╭─ ПРЕДЛОЖЕННЫЙ ОТРЫВОК
Его частичное признание не потопило лжеавтора. Фуше пережил позор и стал успешным драматургом и журналистом – не без помощи Гюго. Следует также заметить, что в Фуше было нечто, привлекавшее шутников. Он был очень близорук, никогда ни на кого не злился и отличался крайней доверчивостью. Он вечно спешил на несуществующие балы-маскарады и публиковал любую новость, какую клали ему на стол, даже если она противоречила тому, что он утверждал накануне{357}. Гюго просто лучше других воспользовался особенностями характера своего шурина.
И все же эпизод с «Эми Робсарт» и другие, последующие происшествия оставляют неприятный осадок: сомнения и вопросы без ответов. Очень хочется поддаться искушению и либо прийти к выводу, что Гюго бессовестно эксплуатировал шурина, либо утверждать, что он храбро шел вперед. Невольно напрашивается вывод: в каждый период его жизни им руководит какая-то одна нравственная черта; она сменяется другой, когда меняется эпоха.
Но, если позволить вопросам остаться, подобные происшествия указывают на нечто куда более тревожное, чем личная храбрость или откровенный эгоизм. Речь идет о самообвинении Гюго через предательство и моделирование таких обстоятельств, в которых его самого, вероятнее всего, предадут. В некоторых письмах он прямо намекает, что испытывает удовольствие от «болезни ненависти, клеветы и преследований», которую он как будто навлекал на всех своих сторонников{358}. Сознание своей вины предпочтительнее необъяснимого беспокойства. Пока Виктор возносился к вершинам славы, брат Эжен разлагался в клинике для душевнобольных. Он страдал недержанием, у него появились отеки. Участились кататонические припадки{359}. Чуть раньше у Виктора имелся другой источник смутной вины: развод родителей – особенно тревожный после того, как после примирения с отцом стало труднее сохранять образ идеальной матери.
Хотя Гюго постоянно шлифовал свой нимб, он не скрывал, что сам повинен в нападках, наносящих ущерб его целостности. Эти нападки продолжаются по сей день. Надо признать, что упорная двусмысленность его поступков не слишком обычна. Намеренно или нет, но целью его самовосхваления и манипуляций было сосредоточить на себе критический взгляд биографов. «И потому, – писал он в предисловии к «Кромвелю», – автор снова подставляет себя гневу журналистов», в то время как его пьеса «представляется взорам публики, как калека из Евангелия – один, бедный и обнаженный: solus, pauper, nudus»{360}.
Когда Гюго говорит о своей публике, он, как правило, имеет в виду весь мир, а также Бога – он пишет об этом в предисловии к «Кромвелю». Следовательно, чем более дурную славу он приобретет, тем легче ему будет спорить со своей совестью и привлекать ее на свою сторону.
╰─
╭─ ПРИВЕДЕННЫЕ ЗАПИСИ
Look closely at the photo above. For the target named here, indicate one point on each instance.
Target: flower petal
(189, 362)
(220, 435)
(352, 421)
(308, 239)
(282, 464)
╰─
Назовите все проявления болезни Эжена, которые упомянуты в отрывке о Гюго. Записи никак не связаны с отрывком.

ОТВЕТ
Недержание, отеки, участившиеся кататонические припадки.